JohnsBlog (articles, news, thoughts, advice)

Inflating Rates
February 29th, 2008 11:57 AM

The good days of low rates for mortgages appear to be swiftly coming to an end.  12 months ago all a borrower needed was a pulse and social security number (and in some cases just a pulse) to get a loan.  Today, some lenders seem to be on the brink of requiring blood samples and interviews with potential buyers (ok it may not be THAT bad, but in comparison to the past 12 months, it seems like it!). 

Just as quickly as programs disappeared, I believe we're going to see rates hike skyward over the next couple of months.  In 2 weeks, the Fed is meeting to discuss their monetary policy yet again. Word on the streets (aka from the insiders in the market) is that a .75% cut is expected.  This will bring the prime rate to 5.25% making it a GREAT time to get a home equity loan.  However, with inflation already outside of the Fed's comfort zone, and the US dollar at it's weakest point in years compared to the Euro and the Yen, we're on the brink of inflation becoming a MAJOR concern.  There hasn't been too much talk on the subject recently, as more attention has been placed on the recent economic stimulus package passed by the government, and on the housing and credit collapses of the past year, but I feel there will be a deep impact coming sooner than later.

------

● Task list:
A. In the blog post on mortgage rates, rewrite the passage between "The good days" and "seems like it!).", inclusive, with "lenders" replaced by "banks".
B. Summarize the blog post on mortgage rates in two sentences.

Position annotation records:
------

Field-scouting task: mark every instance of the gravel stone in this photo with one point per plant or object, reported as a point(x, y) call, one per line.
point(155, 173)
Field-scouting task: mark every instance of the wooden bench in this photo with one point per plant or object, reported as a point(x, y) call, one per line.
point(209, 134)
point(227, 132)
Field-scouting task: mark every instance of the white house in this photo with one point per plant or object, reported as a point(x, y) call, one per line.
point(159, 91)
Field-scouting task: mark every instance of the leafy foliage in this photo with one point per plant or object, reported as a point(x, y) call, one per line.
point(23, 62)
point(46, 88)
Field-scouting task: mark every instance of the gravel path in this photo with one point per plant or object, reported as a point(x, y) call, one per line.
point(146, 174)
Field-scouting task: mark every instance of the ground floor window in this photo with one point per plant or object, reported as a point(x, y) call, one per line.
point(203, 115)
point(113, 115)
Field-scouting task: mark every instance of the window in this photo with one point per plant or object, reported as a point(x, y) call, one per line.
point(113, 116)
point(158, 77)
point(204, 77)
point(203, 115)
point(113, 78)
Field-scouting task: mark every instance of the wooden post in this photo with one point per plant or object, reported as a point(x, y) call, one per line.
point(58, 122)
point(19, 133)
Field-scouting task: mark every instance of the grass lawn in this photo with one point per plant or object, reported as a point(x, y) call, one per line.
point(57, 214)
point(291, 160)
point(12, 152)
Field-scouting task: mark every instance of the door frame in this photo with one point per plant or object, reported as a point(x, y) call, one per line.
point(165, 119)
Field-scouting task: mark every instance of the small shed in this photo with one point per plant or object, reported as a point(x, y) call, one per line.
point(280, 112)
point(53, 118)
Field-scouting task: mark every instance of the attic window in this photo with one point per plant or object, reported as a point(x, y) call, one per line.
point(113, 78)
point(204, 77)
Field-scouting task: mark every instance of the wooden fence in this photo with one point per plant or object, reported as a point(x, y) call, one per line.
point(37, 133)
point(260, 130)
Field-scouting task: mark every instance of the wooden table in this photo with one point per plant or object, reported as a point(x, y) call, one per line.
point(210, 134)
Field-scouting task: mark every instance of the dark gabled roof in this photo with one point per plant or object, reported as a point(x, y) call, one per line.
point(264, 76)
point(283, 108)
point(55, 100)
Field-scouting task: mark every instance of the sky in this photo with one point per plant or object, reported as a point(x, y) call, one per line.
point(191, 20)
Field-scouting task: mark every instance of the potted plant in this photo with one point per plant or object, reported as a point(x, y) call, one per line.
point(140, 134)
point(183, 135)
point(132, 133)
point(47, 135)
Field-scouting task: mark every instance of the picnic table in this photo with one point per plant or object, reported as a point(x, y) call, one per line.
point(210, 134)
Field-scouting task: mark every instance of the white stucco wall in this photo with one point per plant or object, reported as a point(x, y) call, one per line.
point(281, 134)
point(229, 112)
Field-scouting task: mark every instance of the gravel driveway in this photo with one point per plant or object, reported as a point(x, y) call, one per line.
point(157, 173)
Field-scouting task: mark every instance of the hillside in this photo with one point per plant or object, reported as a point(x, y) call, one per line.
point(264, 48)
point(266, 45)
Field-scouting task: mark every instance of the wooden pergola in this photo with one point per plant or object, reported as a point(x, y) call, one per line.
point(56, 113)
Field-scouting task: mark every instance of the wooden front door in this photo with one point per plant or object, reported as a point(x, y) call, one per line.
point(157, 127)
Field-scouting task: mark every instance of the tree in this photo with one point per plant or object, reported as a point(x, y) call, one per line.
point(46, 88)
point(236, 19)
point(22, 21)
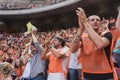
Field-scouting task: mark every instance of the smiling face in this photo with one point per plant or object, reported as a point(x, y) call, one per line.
point(94, 21)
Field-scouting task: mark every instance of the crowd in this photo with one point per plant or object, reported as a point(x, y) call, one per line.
point(85, 52)
point(26, 4)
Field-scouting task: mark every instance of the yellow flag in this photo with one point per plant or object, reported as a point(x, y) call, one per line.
point(30, 27)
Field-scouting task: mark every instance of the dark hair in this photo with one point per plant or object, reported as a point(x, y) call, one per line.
point(9, 60)
point(110, 25)
point(61, 40)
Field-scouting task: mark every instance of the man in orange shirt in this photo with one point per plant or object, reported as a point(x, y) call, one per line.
point(95, 50)
point(58, 58)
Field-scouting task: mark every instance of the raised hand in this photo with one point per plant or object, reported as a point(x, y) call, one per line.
point(82, 16)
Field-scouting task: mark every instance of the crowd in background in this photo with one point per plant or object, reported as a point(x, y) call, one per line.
point(13, 46)
point(26, 4)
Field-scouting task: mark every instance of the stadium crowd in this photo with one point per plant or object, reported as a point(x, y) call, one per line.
point(27, 54)
point(26, 4)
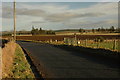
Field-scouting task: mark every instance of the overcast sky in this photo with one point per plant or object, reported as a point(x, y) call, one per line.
point(60, 15)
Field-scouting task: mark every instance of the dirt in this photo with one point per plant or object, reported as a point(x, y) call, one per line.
point(7, 58)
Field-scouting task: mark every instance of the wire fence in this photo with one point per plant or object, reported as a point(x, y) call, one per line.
point(112, 44)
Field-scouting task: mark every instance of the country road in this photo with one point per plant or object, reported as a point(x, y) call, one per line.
point(55, 62)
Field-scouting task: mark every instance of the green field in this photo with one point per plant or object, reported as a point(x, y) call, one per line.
point(21, 68)
point(111, 45)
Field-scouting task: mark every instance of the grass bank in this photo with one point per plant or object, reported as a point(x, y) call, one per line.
point(20, 68)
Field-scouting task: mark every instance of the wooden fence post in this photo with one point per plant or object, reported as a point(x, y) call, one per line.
point(86, 43)
point(114, 44)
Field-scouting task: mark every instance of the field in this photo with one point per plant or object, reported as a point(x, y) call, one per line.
point(107, 44)
point(61, 37)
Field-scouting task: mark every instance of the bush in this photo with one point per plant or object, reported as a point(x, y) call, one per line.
point(99, 39)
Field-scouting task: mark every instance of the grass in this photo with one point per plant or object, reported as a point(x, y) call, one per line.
point(21, 68)
point(106, 45)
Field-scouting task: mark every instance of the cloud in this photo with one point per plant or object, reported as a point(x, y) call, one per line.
point(52, 14)
point(38, 22)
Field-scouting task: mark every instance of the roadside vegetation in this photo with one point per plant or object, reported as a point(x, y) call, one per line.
point(21, 68)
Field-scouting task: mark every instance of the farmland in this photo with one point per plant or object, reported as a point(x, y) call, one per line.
point(61, 37)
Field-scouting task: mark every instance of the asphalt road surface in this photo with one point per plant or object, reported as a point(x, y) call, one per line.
point(55, 62)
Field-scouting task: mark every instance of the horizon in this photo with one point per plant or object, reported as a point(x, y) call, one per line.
point(60, 15)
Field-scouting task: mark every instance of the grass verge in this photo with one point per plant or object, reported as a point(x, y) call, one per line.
point(21, 68)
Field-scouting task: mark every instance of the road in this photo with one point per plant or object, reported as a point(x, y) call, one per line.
point(55, 62)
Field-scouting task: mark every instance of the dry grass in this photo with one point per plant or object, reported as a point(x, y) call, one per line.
point(7, 58)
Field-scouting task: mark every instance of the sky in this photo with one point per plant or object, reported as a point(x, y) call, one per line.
point(59, 15)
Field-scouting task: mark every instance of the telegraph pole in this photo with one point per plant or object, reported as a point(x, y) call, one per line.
point(14, 14)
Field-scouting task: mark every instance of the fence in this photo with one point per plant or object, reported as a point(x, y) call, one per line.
point(106, 44)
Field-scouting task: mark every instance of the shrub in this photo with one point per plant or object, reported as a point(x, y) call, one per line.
point(99, 39)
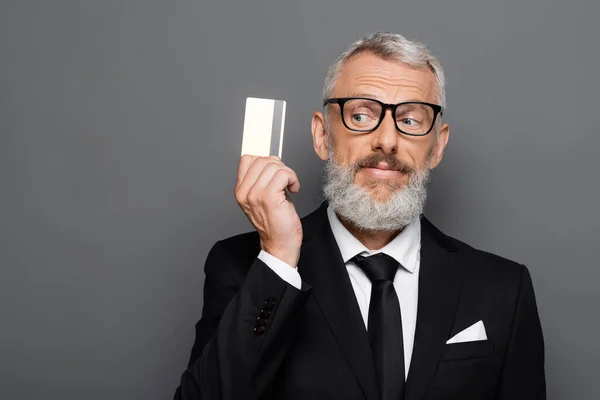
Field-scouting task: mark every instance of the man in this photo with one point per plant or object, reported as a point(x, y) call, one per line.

------

● Responses for each task:
A.
The good days of low rates for mortgages appear to be swiftly coming to an end.  12 months ago all a borrower needed was a pulse and social security number (and in some cases just a pulse) to get a loan.  Today, some banks seem to be on the brink of requiring blood samples and interviews with potential buyers (ok it may not be THAT bad, but in comparison to the past 12 months, it seems like it!).

B. Lenders that a year ago asked borrowers for little more than a pulse and a social security number have tightened sharply, and the writer expects mortgage rates to climb over the next couple of months. Although the Fed is expected to cut by .75% and bring the prime rate to 5.25%, the writer believes that inflation outside the Fed's comfort zone and a weak dollar put inflation on the brink of becoming a major concern.